**WHAT THE TASK ASKS:**
Can you return the whole article on manually adding ssh keys, word for word?

**SELECTION:**
------------------------------
Security

How to manually add ssh keys for key-authentication

If you need to get ssh keys copied from client to server but ssh-copy-id isn't an option, you'll have to go the manual route. Here's how to do it.

Image: Jack Wallen

Secure Shell is one of those tools you will eventually use during your time as an administrator. Chances are you use it now and with regularity. In fact, you might have already set up ssh key authentication between your desktop and server. With the help of the ssh-copy-id command, that task is made incredibly simple. But there may be a reason you might want to copy that key manually. Say, for instance, your security administrator requires PasswordAuthentication be set to no on your server (for security purposes). This option disables all ssh authentication, besides key authentication. If that is set (and you aren't allowed to turn that option off), the ssh-copy-id cannot reach the server to copy the necessary keys. If that's the case, you'll have to copy the keys manually. Let me show you the easiest method.

I am going to assume you already have the necessary ssh key on your client and (as I already mentioned) and that you have user accounts on both client and server with the same username. I will be demonstrating this on the Ubuntu Server 16.04 (server) and Elementary OS (client) platforms. Should your platforms differ, you might have to alter the instructions slightly.
------------------------------
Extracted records
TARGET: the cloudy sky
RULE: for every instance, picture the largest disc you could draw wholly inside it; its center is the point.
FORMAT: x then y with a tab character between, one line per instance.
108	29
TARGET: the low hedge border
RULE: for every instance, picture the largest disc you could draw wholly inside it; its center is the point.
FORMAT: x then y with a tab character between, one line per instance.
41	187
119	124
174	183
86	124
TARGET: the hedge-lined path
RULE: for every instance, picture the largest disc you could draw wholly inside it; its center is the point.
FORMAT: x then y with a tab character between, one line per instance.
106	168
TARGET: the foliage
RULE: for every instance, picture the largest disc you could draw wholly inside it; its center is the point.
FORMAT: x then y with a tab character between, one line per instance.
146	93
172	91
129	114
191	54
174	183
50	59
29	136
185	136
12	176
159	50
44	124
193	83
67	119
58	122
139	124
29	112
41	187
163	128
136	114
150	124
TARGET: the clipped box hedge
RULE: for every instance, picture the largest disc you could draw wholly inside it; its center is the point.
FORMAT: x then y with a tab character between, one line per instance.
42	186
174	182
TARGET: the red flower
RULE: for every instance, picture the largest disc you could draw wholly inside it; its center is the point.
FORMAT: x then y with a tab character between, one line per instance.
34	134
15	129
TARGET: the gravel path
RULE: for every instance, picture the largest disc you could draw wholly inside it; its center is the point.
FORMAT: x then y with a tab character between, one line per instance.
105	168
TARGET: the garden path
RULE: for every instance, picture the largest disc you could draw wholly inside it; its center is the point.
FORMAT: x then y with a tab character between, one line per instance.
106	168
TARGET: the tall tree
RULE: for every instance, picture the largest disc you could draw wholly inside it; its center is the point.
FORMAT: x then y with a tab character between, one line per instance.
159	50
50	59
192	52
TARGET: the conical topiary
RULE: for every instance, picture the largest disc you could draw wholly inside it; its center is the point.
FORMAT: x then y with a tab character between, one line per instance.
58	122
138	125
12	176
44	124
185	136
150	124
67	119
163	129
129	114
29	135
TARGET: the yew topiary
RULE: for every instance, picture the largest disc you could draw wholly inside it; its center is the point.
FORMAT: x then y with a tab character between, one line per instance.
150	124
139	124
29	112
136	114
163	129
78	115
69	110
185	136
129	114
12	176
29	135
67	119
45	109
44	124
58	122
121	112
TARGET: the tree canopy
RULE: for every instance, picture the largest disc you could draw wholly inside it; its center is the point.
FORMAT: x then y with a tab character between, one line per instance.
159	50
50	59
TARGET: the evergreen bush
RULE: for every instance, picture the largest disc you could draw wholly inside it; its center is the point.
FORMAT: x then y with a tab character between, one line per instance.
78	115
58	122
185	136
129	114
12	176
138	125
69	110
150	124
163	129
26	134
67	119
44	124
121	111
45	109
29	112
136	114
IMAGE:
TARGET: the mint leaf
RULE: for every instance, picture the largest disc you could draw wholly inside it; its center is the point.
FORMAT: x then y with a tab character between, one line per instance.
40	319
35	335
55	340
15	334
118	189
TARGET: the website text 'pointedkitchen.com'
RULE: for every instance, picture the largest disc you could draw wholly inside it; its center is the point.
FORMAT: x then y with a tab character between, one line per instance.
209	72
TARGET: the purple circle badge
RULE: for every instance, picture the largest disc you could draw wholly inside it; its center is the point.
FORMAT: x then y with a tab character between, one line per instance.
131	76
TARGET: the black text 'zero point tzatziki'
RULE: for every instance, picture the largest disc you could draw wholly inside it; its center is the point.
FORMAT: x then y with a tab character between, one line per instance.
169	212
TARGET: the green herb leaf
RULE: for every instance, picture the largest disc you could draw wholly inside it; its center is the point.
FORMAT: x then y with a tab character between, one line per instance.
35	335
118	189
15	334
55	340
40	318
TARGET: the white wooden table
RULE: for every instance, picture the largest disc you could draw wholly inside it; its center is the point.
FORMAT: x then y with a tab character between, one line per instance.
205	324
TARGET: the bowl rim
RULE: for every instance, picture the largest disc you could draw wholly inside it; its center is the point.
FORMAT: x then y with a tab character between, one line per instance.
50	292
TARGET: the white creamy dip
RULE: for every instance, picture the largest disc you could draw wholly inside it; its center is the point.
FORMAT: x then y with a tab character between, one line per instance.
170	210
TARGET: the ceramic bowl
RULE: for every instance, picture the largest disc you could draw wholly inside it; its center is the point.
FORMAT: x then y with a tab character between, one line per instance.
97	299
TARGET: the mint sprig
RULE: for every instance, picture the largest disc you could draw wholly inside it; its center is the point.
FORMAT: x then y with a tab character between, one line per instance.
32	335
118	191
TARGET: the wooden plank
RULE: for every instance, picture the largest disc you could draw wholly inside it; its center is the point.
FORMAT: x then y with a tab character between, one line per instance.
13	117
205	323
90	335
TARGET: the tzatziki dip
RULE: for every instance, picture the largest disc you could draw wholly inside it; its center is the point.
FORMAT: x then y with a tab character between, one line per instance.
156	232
------------------------------
**RIGHT ANSWER:**
Security

How to manually add ssh keys for key-authentication

If you need to get ssh keys copied from client to server but ssh-copy-id isn't an option, you'll have to go the manual route. Here's how to do it.

Image: Jack Wallen

Secure Shell is one of those tools you will eventually use during your time as an administrator. Chances are you use it now and with regularity. In fact, you might have already set up ssh key authentication between your desktop and server. With the help of the ssh-copy-id command, that task is made incredibly simple. But there may be a reason you might want to copy that key manually. Say, for instance, your security administrator requires PasswordAuthentication be set to no on your server (for security purposes). This option disables all ssh authentication, besides key authentication. If that is set (and you aren't allowed to turn that option off), the ssh-copy-id cannot reach the server to copy the necessary keys. If that's the case, you'll have to copy the keys manually. Let me show you the easiest method.

I am going to assume you already have the necessary ssh key on your client and (as I already mentioned) and that you have user accounts on both client and server with the same username. I will be demonstrating this on the Ubuntu Server 16.04 (server) and Elementary OS (client) platforms. Should your platforms differ, you might have to alter the instructions slightly.